On Jan 30, 6:46*am, Bhushit Joshipura wrote:
I am a lay man - neither botanist, nor a global warming specialist.
I understand that
1. Global warming is caused by Carbon dioxide in atmosphere


false

2. Plants fix Carbon dioxide - and more plants, less global warming


plants use co2, like we yse oxygen

3. Plants can grow more (and more plants can grow) if soil has
Nitrogen


most plants get nitrogen from the air. some fix it from the soil.

4. Some plants can have symbiotic relations with Nitrogen fixing
bacteria


true

5. But grass family does not have such relationship


true

6. Grass family is botanically most successful colonizer of land


could be.

7. Using genetic engineering we can modify organism behaviors


sometimes successfully, most times not, and often with un-intended
results.

8. Bacteria are easier/cheaper to experiment than plants


Not necessarily


Now, if we can alter behavior of some type of the Nitrogen fixing
bacteria and make them symbiotic with grass (wheat, rice, corn,
millet, sorghum, sugarcane, bamboo)

(EXERCISE DATA)
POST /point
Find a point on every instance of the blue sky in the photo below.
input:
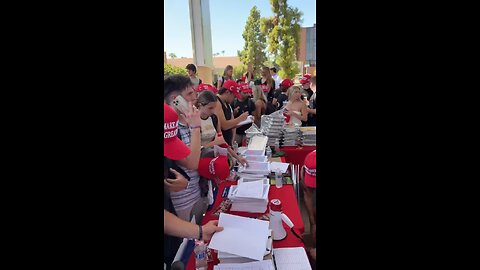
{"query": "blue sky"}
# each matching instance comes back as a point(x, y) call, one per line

(TASK)
Continue the forum post about nitrogen-fixing bacteria and grasses from the point where it stops.

(WRITTEN ANSWER)
1. A lot of Nitrogen gets fixed into soil
2. Soil becomes very plant friendly
3. That should kick up plant growth
4. That should kick up Carbon dioxide fixation
5. That should bring down global warming

Environment impact could be less than altering plant behavior to
become symbiotic with bacteria.

At the end we get a percent or two nitrogen less in the air, better
soil, thicker vegetation and cooler planet - with slump in fertilizer
stocks - all for cheaper than many options for fighting global
warming. Not a bad deal!

Is anyone working in this direction?
-Bhushit


Who caes if someone is working on this. Your first statement, whch all
subsequent statements depend on, is FALSE.

You've just wasted your time and mine.